Texte proposé:
++++++++++

L’annonce de la cérémonie dans Excelsior
Dans son édition du 30 août 1934, Excelsior interroge Louis Marin, ministre de la Santé publique et de l’Éducation physique, sur la cérémonie prévue au lycée Pasteur le samedi suivant, 1er septembre.
AOÛT 1914 — AOÛT 1934
M. Louis Marin, ministre de la Santé publique nous parle de la cérémonie qu’il va présider samedi en souvenir de la création de l’ambulance américaine
APRÈS-DEMAIN samedi, à Neuilly, en présence de M. Jesse Isidor Straus, ambassadeur des États-Unis, M. Louis Marin, ministre de la Santé publique et de l’Éducation physique, entouré de membres du gouvernement, commémorera le vingtième anniversaire de la mise en service de la première ambulance de guerre américaine. Fête du souvenir français, qui est reconnaissance, fête de l’amitié franco-américaine, qui ne laisse passer aucune belle occasion de se manifester.
Deux plaques de marbre, l’une de texte français, l’autre de texte anglais, apposées sur les murs du lycée Pasteur, perpétueront la mémoire de l’acte généreux par lequel, dès le lendemain de la mobilisation, la colonie américaine de Paris témoignait à la France non seulement sa sympathie, mais sa confiance.
Cette cérémonie aurait pu avoir lieu le 3 août si l’on avait tenu, à la coïncidence des dates.
C’est, en effet, dans la nuit du 2 au 3 août 1914 qu’un groupe d’Américains résidant à Paris se réunirent autour de leurs compatriotes M. Laurence V. Benet et le docteur Chas. Winchester du Bouchet, chirurgien en chef de l’hôpital américain de Neuilly.
Roger VALBELLE.
(Suite page 3, colonne 2.)
Pour commémorer la création de l’ambulance américaine
(Suite de la page 1, colonne 1.)
Avec l’approbation tacite de leur ambassadeur M. Myron T. Herrick, ces hommes mirent en commun toutes les ressources dont ils disposaient et jetèrent leur dévolu sur un nouveau lycée dont la construction était à peine achevée. Réquisitionné par l’autorité militaire, le magnifique bâtiment et ses chantiers furent confiés à leurs soins. Dix-sept jours après tout était achevé par miracle, tout était prêt et deux cents lits — pour commencer — attendaient les blessés des premiers combats, ceux de la Marne et de l’Ourcq.

++++++++++

Entrées de données enregistrées:
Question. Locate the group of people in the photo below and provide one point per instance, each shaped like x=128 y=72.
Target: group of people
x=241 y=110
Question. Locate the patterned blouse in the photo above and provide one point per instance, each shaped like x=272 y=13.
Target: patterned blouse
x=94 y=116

++++++++++

Travail à faire:
**A)** Relevez toutes les personnes désignées par leur nom dans l'article sur l'ambulance américaine, sans compter son signataire.
**B)** D'après l'article sur l'ambulance américaine, combien de lits attendaient les blessés des premiers combats au bout de dix-sept jours ?
**C)** Prolongez l'article sur l'ambulance américaine à la suite de sa dernière phrase.

Corrigé:
**A)** Louis Marin, Jesse Isidor Straus, Laurence V. Benet, Chas. Winchester du Bouchet, Myron T. Herrick.

**B)** Deux cents lits, pour commencer.

**C)**
Deux cents lits prêts lors de la bataille de l’Ourcq
Rue de Tilsit, au ministère de la Santé publique, on fait diligence pour que cette fête réunisse les personnalités présentes à Paris. Les invitations sont faites au nom de M. Louis Marin, ministre de !a Santé publique et de l’Éducation physique, et de M. Laurence V. Benêt, grand officier de la Légion d’honneur, ancien président du conseil d’administration de l’Ambulance américaine.
— C’est vous qui avez pris l’initiative de cette manifestation ? demandons-nous à M. Louis Marin.
— Oui. Elle était simple et juste. Les Américains qui habitaient Paris le 2 août ont immédiatement décidé qu’ils devaient faire quelque chose pour manifester leurs sentiments. Les uns s’engagèrent, malgré les lois américaines. Le premier tomba le 20 août, sur la route de Pont-à-Mousson, à Nomény, dans le recul de Morhange. Ceux qui n’étaient pas en âge de porter les armes ont, dès le 3 août, demandé le lycée Pasteur pour y installer une ambulance. Décision spontanée. Je crois qu’ils ont été six cents. Tous volontaires. Aucun ne voulut rien toucher, et ils prouvèrent mieux que leur désintéressement leur cœur, en récoltant l’argent nécessaire aux États-Unis auprès de leurs parents et de leurs amis.
Plus de 13.000 soldats français soignés
» En trois ans, ils ont soigné plus de 13.000 soldats français. Ils ont eu des chirurgiens et un personnel de premier ordre, un matériel d’ambulance remarquable et, chose particulière, un matériel de transport à eux faisant la navette de l’ambulance au front. N’auraient-ils pas eu cet esprit de décision, auraient-ils agi avec moins de rapidité qu’ils auraient cependant organisé l’une des plus belles ambulances de guerre en utilisant strictement des volontaires et qu’ils ont trouvé des ressources considérables sans rien demander à l’État américain ou français. Ce sont là deux raisons suffisantes pour commémorer ce souvenir. Mais il en est une que j’estime plus belle encore. La voici : nos amis sont venus à nous avant la bataille de la Marne.
» Entre eux et ceux qui sont venus après, la différence est grande. Nombre de nos amis étrangers n’osaient pas regarder la situation en face. Ils craignaient que nous ne fussions écrasés. Je me souviens d’une grande personnalité suisse qui me résumait ainsi ses impressions : « Quand on voit, en Allemagne, la vie continuer comme en temps de paix et que l’on voit en France la vie si profondément modifiée, on ne peut se défendre d’un sentiment de crainte. »
Un acte de foi
» Les Américains qui créèrent cette ambulance de toutes pièces ont accompli, à mes yeux, mieux qu’une œuvre philanthropique un acre de foi dans la destinée de la France — et c’est très beau »
» Pour qu’une colonie étrangère fournisse dès le premier jour, six cents volontaires, il lui faut cette grande raison qui s’appelle sentiment. »
— Quels membres du gouvernement assisteront à cette cérémonie ?
— M. Barthou, le maréchal Pétain, M. Piétri, M. Mallarmé et le général Denain.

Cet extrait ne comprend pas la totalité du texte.